## Texto de origem

# IPMA - Radar meteorológico na Terceira



## TekClub (6 Set 2018 às 00:21)

*IPMA lança concurso público para novo radar meteorológico na Terceira*
O Instituto Português do Mar e da Atmosfera deliberou hoje lançar o concurso público internacional para o novo radar meteorológico de Santa Bárbara, na ilha Terceira, Açores.





Segundo uma nota do gabinete de imprensa do Ministério do Mar, trata-se de um investimento global superior a 1,9 milhões de euros.

O novo radar meteorológico “constituirá um enorme contributo para a observação e previsão meteorológicas, assegurando uma melhoria na informação meteorológica à população e ao sistema de Proteção Civil, e garantindo uma melhor prevenção, preparação e mitigação dos impactos associados a fenómenos meteorológicos extremos, com consequente salvaguarda de pessoas e bens”, acrescenta.

A mesma nota adianta que o investimento “contribuirá, igualmente, para a geração de informação de apoio a uma série de atividades socioeconómicas que dependem da previsão para períodos de muito curto prazo naquela região”.

## Dados de origem
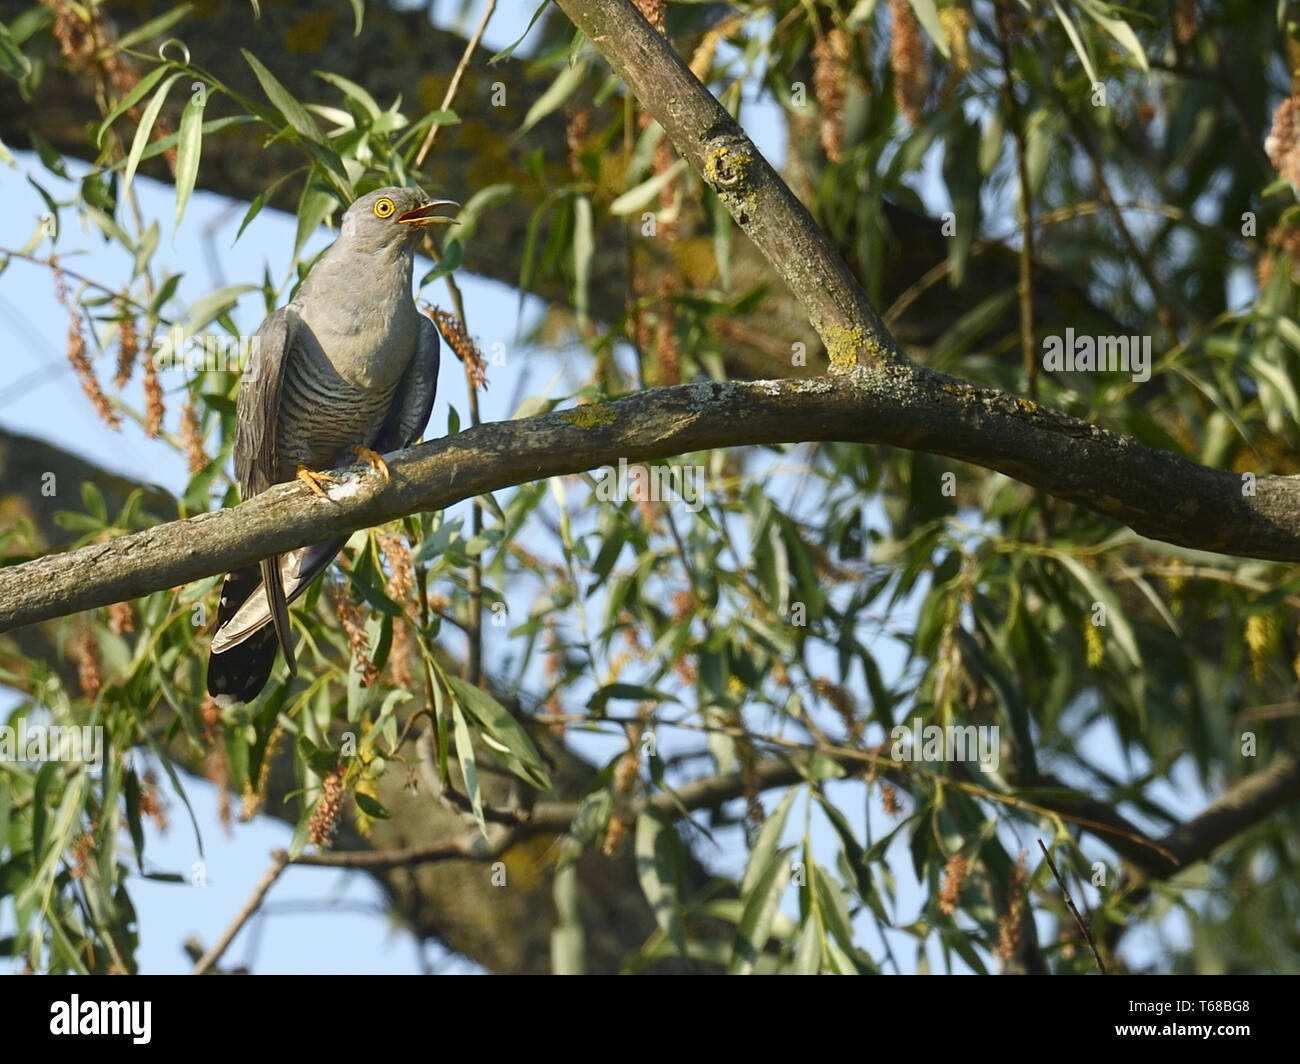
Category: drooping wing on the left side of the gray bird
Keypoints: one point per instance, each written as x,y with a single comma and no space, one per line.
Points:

## Instruções da tarefa
De acordo com o texto sobre o novo radar meteorológico na ilha Terceira, qual é o montante do investimento global? Os dados não têm qualquer relevância para este efeito.

## Tarefa concluída
Superior a 1,9 milhões de euros.